Activités:
1/ D'après l'extrait sur l'Occident et la Russie, jusqu'en quelle année s'est déroulée la guerre froide ?
2/ Quelles sont toutes les phrases interrogatives que contient l'extrait sur l'Occident et la Russie ?
3/ Poursuivez l'extrait sur l'Occident et la Russie à partir de sa dernière phrase.

Extrait source:
□ □ □

La lutte contre le réchauffement climatique, pour ceux qui ont un QI supérieur à 50, paraît d’un ridicule consommé ! Au mieux, si cette thèse était vraie (ce qu’elle n’est pas !), les mesures mises en place consistent à écoper une voie d’eau créée par un engin nucléaire sur un porte-avions avec une cuillère à café ! Il y a donc, dans le camp occidental, une non-crédibilité extraordinaire sur beaucoup de sujets.

Et c’est là que nous en revenons à la théorie des jeux. Ici, il n’y a pas d’arbitre pour faire respecter une règle. Tous les coups sont permis et nous constatons que l’Ouest d’un côté et les Russes de l’autre, bien que sur le même terrain, ne jouent pas la même partition. Ils appliquent des principes différents. Et nous savons à l’avance qui va gagner. Vous ne devinez pas ? Ce sera bien évidemment la Russie. Pourquoi ? Simplement parce que l’Occident est dans son modèle, comme le physicien. Depuis trop longtemps maintenant il pense que la réalité est le modèle qu’il a construit. Et il se trompe, bien entendu. Il est donc condamné à perdre et la victoire sera même facile. Si tant est que la démocratie soit quelque chose de naturel, déjà la majorité des habitants de la planète est dans le camp russo-chinois et bien trop parmi ceux qui ne le sont pas, le font suite à des pressions importantes.

L’effondrement sera-t-il la catastrophe pour autant ? Probablement qu’économiquement ce sera difficile pour un temps. Mais pour ce qui est des mœurs, des valeurs humaines et du retour à notre civilisation, ce sera un bienfait incommensurable. La réalité reviendra nécessairement en boomerang, comme la physique, c’est-à-dire quand la nature réapparaît au concepteur du modèle qui y a cru, mais s’est trompé ! Nous ne pouvons pas échapper au concret et il a fallu des prodiges de mensonges et de manipulations pour faire avaler à tant de gens que l’évidence était celle qui était décrite.

L’URSS s’y était risquée en son temps et nous en avons vu le résultat. Nous observons aujourd’hui le monde anglo-saxon se casser les dents sur la vérité et nous ne pouvons qu’être surpris qu’ayant connu l’expérience soviétique, il n’en ait pas tiré les conclusions. À moins que durant la guerre froide qui se déroula jusqu’en 1991, lui aussi ne se vautrât dans le lucre du mensonge. Or, comme les déclassifications finissent toujours par arriver, nous voyons, au fur et à mesure que le voile se lève sur cette époque-là et malgré les destructions mal intentionnées de certains documents, qu’effectivement la voie suivie par l’Ouest n’était, au final, guère préférable à celle empruntée par l’Est.

□ □ □

Matériel:
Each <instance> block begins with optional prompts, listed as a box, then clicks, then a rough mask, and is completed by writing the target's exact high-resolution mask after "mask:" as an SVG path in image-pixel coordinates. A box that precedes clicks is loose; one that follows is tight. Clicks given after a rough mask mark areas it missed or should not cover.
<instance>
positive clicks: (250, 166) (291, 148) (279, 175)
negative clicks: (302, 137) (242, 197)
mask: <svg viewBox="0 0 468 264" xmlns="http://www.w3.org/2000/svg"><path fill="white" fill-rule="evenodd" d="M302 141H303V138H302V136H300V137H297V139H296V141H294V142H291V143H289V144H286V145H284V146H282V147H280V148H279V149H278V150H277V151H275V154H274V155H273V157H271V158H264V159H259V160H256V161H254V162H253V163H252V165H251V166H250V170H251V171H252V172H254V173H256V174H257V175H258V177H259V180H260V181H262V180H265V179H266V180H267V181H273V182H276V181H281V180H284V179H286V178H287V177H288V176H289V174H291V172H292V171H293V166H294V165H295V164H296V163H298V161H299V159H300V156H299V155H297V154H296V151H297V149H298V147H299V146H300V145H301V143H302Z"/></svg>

□ □ □

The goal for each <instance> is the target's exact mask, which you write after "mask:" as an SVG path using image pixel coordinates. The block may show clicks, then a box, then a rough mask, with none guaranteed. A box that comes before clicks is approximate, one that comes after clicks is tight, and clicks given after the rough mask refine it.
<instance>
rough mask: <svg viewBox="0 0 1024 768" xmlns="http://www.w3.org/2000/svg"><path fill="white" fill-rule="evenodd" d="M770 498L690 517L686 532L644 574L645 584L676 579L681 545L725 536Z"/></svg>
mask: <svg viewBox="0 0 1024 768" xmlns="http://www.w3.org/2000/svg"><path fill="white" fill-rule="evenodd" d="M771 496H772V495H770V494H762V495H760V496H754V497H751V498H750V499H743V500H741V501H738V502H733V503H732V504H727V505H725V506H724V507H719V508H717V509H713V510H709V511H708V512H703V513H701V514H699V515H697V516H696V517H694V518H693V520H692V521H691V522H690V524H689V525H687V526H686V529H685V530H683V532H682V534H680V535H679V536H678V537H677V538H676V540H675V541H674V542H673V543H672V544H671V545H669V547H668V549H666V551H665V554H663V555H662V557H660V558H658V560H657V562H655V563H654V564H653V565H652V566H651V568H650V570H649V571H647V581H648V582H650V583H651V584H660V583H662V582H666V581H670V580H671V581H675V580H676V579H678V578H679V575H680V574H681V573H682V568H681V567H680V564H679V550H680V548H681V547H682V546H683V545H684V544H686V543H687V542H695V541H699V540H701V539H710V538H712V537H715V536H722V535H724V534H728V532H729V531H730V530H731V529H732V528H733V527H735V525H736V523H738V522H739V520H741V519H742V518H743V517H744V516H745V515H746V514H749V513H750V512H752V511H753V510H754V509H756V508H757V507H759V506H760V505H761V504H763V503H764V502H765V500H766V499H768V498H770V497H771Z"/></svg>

□ □ □

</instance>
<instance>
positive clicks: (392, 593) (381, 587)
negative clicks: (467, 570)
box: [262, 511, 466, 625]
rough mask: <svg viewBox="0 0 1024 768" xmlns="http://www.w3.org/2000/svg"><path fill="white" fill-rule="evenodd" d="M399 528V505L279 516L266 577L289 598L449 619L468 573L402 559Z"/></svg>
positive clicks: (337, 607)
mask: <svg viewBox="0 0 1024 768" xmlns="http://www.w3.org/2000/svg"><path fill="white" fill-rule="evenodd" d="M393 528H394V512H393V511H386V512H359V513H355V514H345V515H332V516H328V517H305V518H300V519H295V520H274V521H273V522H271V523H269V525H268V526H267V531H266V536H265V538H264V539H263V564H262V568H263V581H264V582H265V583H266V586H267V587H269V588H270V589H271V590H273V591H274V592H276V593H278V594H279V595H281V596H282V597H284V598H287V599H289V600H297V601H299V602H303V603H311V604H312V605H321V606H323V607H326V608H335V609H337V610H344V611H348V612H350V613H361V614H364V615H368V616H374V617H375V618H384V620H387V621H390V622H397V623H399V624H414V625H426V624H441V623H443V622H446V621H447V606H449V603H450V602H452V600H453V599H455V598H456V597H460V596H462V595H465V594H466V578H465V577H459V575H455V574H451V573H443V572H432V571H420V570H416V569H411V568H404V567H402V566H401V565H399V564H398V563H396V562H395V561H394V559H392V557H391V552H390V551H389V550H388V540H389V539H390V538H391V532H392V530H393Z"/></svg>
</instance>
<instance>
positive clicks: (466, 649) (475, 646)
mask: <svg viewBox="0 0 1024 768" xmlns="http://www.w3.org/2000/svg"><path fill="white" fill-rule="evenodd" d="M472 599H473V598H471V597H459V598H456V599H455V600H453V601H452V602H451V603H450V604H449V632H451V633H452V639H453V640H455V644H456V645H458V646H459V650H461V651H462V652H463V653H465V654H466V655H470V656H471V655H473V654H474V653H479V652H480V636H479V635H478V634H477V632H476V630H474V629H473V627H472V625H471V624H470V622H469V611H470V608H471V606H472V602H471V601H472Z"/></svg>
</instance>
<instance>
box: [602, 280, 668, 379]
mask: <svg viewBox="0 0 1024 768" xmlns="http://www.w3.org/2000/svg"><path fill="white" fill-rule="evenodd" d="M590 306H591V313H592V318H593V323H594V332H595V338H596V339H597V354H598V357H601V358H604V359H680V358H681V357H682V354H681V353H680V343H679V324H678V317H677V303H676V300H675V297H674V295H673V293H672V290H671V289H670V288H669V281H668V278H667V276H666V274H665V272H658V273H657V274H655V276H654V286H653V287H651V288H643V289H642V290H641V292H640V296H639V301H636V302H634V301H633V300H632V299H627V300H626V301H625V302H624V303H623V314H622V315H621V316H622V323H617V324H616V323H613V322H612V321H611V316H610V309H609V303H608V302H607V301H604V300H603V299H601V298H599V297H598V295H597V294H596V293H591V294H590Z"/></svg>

□ □ □

Résultats:
1/ Jusqu'en 1991.

2/
- Vous ne devinez pas ?
- Pourquoi ?
- L'effondrement sera-t-il la catastrophe pour autant ?

3/
Pour ceux qui pourraient être circonspects et en mathématiciens ou physiciens, nous en avons pourtant une mesure et donc un bon indicateur. La dette des USA est de 31 000 milliards de dollars, celle de la France de 10 000 milliards et nous passerons sur les autres qui ne sont pas en bien meilleure situation. Mais nous savons aussi que dans le système mis en place à partir de 1987 et les fameux produits dérivés accompagnés de la célèbre formule de Black, Merton et Scholes qui a eu le prix Nobel, nous en sommes arrivés à un ratio entre les paris sur l’augmentation du PIB mondial et le PIB lui-même qui est de l’ordre d’un facteur 20. Cela montre bien la déconnexion totale de la réalité physique. L’argent créé est la mesure du mensonge qui nous a été servi pendant des décennies. Et nous avons donc une idée de son énormité.

À n’en pas douter, les pays producteurs de richesses matérielles (BRICS entre autres) qui, eux, sont proches du concret, au travers du bouleversement actuel global dont ils sont les moteurs (dédollarisation, BRI, etc.) vont obliger les parasites à se remettre en cause. La question est de savoir si leur éradication sera complète ou non et si les peuples, innocents, mais, hélas, bien trop souvent consentants, seront, eux, épargnés.

Références

[1]E. R. Berlekamp, J. H. Conway et R. K. Guy, Winning ways (T.1-4), A. K. Peters / CRC Press, 2001.
[2]L. Russo, The Forgotten Revolution: How Science Was Born in 300 BC and Why it Had to Be Reborn, Springer Verlag, 2004.

[1] Nous faisons volontairement fi de la Chine dans ce texte.

[2] Shape the future.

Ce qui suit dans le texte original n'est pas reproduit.